READING PASSAGE.
------------------------

I looked for you before.
Put down your hat —
You must have walked —
How out of breath you are!
– To March, Emily Dickinson

March 1.

In the blink of an eye, we’re already a sixth of the way through 2023. Before you know it we’ll be singing Auld Lang Syne again. Why is it that the years seem to go faster as one gets older? I am pondering this question with worrying frequency these days, particular on this day, given that it marks several (well, quite a lot of) decades plus seven years since I burst onto the scene in the sleepy suburb of Burwood, Christchurch in my native New Zealand.

About to board my Discovery Bay to Central Interim Bureau

Yes, it’s my birthday and at a time when I probably should be reaching for my golf clubs and/or slippers, I am instead typing furiously inside my delightfully scenic Interim Marine Bureau onboard a ferry from Central to Discovery Bay, Hong Kong.

I am en route for a breakfast catch-up with Lee Charn Cheng, known universally as CC Lee,  an immense contributor to the travel retail community over more than three decades. CC spent 26 years with DFS, serving as Managing Director of Singapore and subsequently Managing Director for Australia.

He left the company to join Valiram Group as Country Manager for Singapore before being hired by Lagardère Travel Retail CEO for Singapore and Malaysia. In 2016 he was named Chief Operating Officer for China Duty Free Group and he has been doing an outstanding job for the world number one travel retailer ever since.

My boss – ‘the website that never sleeps’ – is a fierce taskmaster and is insisting I put in a decent shift today before allowing me some time off for good behaviour (and some nice vino at our local Italian) this evening. The local fire brigade may need to be on standby given the number of candles required for the cake.

March 1 is, of course, also Saint David’s Day, honouring the Patron Saint of Wales. I like the overlap with my birthday, given that I have a beautiful set of Welsh-Kiwi grandchildren, Carys (2) and Iwan (two months) living in the bustling South Wales metropolis of Ystradgynlais (‘Vale of the river Cynlais’), now the administrative headquarters of The Moodie Davitt Report.

Just like those designer bags that declare ‘Paris – Rome – London – New York’, I am pondering a new company branding to celebrate our 21st anniversary, featuring a logo that proclaims  Ystradgynlais – Galway – Brentford – Discovery Bay. It’s got a certain finesse, you must admit.

------------------------

[Stored records]
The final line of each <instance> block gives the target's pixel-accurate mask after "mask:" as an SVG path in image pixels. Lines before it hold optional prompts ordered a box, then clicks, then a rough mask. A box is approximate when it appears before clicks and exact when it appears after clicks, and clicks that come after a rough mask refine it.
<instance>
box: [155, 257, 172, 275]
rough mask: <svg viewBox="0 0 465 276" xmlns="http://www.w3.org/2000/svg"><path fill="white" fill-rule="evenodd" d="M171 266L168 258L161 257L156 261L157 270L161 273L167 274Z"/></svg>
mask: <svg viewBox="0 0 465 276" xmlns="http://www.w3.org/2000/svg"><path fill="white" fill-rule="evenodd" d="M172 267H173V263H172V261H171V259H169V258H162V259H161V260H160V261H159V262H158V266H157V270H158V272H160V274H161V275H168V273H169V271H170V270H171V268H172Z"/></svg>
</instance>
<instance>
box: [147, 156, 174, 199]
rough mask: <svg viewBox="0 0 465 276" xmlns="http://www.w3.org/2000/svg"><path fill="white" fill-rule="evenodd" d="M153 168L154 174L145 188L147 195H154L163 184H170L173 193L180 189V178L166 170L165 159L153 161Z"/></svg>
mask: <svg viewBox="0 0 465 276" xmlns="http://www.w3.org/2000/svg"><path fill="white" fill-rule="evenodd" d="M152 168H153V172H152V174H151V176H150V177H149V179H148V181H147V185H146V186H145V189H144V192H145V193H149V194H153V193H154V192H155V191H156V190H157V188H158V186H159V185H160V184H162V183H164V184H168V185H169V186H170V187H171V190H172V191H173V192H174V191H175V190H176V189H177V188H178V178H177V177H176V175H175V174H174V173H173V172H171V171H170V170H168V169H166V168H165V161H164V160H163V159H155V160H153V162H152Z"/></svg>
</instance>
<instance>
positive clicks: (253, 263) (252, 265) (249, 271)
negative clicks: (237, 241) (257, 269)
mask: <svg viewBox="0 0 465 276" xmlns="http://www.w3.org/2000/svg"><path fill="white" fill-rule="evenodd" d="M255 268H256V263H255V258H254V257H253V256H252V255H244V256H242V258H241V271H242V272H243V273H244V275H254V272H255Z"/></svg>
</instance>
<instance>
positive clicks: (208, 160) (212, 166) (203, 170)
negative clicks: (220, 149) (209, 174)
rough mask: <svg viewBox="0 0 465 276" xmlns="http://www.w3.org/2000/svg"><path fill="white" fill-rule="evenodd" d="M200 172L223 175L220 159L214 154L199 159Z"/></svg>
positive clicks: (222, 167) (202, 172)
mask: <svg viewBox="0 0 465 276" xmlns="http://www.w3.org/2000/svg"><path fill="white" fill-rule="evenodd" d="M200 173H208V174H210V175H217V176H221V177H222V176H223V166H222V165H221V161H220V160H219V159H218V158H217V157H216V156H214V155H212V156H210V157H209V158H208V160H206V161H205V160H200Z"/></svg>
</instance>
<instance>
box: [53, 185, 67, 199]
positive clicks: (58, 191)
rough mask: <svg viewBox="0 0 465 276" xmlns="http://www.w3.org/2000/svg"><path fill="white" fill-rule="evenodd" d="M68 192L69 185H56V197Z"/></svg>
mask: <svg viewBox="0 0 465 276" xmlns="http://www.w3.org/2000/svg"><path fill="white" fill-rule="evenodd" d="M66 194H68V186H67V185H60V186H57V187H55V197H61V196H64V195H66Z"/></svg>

------------------------

WHAT THIS TASK INVOLVES.
Render this sentence from the birthday column above in Spanish: "March 1 is, of course, also Saint David’s Day, honouring the Patron Saint of Wales."

EXERCISE RESULT.
El 1 de marzo es, por supuesto, también el Día de San David, en honor al santo patrón de Gales.